[OBJECTIVE]: Report every line of the material that contains the word "paved", copying each one in full. Case counts.
Begin
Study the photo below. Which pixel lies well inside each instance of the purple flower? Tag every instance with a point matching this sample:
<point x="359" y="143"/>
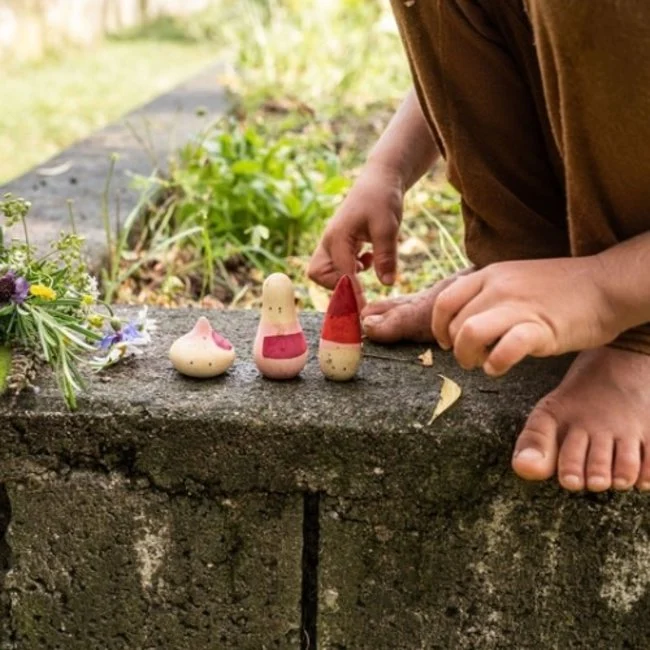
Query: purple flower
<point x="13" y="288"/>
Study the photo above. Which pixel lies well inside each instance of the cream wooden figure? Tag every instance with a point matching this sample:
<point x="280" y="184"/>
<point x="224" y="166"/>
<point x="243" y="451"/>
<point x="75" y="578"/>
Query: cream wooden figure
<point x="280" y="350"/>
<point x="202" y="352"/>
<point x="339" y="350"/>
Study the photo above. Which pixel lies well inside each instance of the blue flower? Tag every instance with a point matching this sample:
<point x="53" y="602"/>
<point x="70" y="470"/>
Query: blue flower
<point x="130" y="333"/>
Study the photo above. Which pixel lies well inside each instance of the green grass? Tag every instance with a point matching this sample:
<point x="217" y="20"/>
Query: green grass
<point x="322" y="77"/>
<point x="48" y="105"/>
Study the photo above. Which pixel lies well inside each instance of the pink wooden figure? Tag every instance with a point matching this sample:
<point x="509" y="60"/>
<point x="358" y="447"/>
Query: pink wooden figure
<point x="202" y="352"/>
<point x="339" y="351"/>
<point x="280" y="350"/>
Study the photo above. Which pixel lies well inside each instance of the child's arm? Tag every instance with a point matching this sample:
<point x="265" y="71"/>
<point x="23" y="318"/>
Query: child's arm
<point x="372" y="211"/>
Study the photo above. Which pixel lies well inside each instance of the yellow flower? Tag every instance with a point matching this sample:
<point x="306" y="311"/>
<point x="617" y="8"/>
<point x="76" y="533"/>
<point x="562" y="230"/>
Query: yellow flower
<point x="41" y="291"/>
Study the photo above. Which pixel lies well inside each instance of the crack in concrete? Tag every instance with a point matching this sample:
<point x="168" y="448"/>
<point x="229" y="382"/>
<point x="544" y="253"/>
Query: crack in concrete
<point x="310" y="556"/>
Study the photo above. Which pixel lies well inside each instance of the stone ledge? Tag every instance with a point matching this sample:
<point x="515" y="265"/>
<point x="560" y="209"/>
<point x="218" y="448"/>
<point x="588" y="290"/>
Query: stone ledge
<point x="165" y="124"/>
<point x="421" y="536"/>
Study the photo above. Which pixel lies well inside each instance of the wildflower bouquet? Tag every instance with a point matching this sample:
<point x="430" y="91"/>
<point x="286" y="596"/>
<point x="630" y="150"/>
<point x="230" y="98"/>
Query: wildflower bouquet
End
Begin
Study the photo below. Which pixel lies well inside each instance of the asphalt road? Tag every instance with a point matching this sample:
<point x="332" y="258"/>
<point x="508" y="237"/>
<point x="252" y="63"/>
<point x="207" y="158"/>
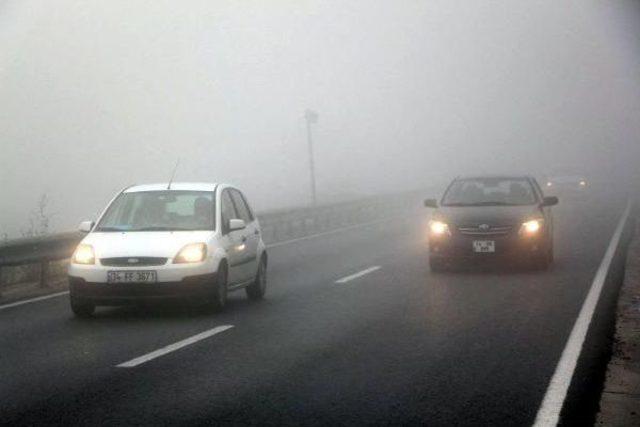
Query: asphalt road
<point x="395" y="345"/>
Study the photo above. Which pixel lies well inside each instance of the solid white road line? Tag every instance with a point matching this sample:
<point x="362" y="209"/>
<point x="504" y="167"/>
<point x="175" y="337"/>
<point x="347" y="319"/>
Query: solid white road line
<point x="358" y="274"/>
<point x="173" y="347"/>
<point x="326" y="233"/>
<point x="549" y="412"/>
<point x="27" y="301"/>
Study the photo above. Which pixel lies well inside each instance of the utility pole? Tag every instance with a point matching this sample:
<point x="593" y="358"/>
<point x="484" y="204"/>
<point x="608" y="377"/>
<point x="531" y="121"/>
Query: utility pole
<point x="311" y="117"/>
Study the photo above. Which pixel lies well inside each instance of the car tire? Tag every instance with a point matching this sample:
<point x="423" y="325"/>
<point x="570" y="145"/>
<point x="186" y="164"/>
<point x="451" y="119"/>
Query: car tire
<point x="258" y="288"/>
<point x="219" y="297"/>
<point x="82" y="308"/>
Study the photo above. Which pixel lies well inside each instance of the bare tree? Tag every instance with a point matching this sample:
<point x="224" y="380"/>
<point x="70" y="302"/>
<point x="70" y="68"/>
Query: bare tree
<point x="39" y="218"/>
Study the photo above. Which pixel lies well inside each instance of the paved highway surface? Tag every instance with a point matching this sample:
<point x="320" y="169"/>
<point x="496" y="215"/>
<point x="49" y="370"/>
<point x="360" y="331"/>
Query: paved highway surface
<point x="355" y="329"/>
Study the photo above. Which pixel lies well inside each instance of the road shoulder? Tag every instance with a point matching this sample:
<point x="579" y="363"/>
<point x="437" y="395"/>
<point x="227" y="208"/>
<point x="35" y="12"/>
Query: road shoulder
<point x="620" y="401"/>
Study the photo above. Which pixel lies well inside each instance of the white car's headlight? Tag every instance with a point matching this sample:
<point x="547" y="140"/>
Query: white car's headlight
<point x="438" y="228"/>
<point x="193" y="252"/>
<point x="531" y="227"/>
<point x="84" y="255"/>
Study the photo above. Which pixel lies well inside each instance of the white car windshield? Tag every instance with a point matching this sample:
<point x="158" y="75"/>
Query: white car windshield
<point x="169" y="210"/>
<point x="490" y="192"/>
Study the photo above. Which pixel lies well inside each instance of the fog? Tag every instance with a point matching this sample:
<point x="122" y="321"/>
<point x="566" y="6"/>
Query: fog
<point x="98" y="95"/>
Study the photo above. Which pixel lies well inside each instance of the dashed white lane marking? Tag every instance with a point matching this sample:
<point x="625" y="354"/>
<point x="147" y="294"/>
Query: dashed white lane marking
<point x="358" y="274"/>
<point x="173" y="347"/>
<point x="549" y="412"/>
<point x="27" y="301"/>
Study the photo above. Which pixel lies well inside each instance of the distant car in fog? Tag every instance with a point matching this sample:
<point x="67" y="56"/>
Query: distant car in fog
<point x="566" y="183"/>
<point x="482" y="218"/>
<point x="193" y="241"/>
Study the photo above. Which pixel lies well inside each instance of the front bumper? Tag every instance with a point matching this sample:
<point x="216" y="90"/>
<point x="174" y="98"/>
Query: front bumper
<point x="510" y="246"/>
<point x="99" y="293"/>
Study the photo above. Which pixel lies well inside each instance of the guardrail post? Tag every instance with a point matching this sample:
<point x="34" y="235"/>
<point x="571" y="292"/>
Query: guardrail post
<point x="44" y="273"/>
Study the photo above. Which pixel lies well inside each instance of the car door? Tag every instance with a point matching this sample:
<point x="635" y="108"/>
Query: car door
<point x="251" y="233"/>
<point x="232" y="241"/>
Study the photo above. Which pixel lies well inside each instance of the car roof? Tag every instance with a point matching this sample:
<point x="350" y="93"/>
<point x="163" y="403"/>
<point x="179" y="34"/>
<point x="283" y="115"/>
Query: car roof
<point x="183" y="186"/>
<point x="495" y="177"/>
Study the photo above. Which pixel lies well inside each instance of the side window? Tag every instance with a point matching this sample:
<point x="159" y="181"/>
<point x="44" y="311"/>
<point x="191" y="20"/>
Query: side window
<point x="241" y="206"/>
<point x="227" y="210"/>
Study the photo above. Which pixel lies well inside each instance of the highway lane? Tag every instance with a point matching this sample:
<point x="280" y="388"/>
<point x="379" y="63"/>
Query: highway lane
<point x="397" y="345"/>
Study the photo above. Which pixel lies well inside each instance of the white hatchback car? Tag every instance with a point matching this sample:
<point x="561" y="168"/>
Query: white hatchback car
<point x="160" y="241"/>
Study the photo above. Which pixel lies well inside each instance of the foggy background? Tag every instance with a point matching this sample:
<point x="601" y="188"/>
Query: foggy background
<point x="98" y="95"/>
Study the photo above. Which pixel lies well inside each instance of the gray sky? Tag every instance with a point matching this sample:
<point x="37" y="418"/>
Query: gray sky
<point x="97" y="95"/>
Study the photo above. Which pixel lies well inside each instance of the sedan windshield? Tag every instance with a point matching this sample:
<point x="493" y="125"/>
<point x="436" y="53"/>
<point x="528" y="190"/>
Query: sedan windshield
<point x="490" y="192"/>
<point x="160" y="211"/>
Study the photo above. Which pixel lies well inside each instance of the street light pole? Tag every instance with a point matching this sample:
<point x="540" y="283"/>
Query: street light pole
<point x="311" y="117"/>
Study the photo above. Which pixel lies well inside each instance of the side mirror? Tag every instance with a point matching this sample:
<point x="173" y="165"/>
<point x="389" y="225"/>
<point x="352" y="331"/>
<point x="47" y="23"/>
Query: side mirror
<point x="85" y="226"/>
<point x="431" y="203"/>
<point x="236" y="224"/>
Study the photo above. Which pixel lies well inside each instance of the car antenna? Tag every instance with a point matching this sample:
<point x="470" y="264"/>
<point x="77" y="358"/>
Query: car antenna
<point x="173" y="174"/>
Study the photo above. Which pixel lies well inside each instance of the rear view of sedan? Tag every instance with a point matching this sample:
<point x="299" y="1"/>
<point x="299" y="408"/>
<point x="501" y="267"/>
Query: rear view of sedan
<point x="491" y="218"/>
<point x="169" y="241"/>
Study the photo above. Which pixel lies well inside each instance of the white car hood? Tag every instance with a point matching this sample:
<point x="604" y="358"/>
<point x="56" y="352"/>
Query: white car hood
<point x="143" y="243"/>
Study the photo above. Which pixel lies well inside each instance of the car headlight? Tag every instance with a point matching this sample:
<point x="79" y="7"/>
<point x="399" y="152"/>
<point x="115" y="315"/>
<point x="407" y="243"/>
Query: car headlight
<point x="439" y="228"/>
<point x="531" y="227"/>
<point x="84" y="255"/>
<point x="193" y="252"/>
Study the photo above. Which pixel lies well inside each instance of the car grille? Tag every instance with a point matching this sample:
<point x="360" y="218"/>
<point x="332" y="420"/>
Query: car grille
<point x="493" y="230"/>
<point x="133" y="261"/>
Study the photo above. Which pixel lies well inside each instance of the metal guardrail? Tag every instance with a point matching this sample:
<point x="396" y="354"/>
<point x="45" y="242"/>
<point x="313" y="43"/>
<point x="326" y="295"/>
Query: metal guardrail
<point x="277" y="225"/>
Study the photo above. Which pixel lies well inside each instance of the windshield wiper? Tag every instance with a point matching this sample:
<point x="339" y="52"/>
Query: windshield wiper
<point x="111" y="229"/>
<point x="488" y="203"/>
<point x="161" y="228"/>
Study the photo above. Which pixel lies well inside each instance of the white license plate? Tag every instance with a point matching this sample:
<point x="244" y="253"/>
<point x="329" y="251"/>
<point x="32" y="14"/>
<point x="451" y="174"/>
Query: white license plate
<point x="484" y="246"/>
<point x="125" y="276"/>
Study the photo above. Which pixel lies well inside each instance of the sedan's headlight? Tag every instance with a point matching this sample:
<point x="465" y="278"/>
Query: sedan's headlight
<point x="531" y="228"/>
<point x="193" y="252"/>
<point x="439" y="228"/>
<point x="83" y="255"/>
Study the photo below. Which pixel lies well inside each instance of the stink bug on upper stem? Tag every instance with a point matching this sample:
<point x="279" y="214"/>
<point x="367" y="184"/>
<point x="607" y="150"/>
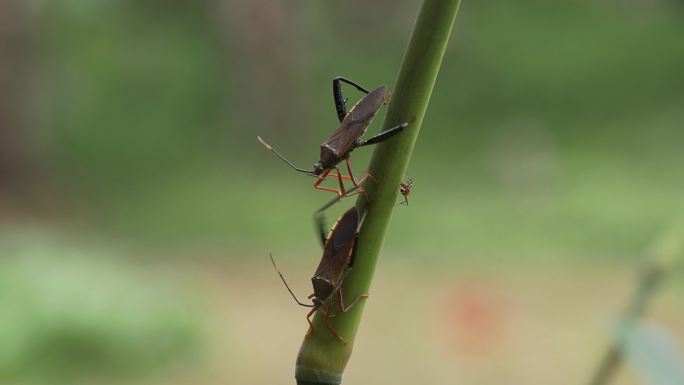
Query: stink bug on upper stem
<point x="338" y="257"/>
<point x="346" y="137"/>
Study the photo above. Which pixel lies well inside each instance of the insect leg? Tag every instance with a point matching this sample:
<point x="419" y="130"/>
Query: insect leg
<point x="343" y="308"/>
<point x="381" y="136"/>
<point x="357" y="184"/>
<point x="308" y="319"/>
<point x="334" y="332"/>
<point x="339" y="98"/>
End
[SOLVED PROBLEM]:
Study the photo above. Which pixel lies well inside each instance of the paved highway surface? Tag every instance with a point matching this sample:
Query: paved highway surface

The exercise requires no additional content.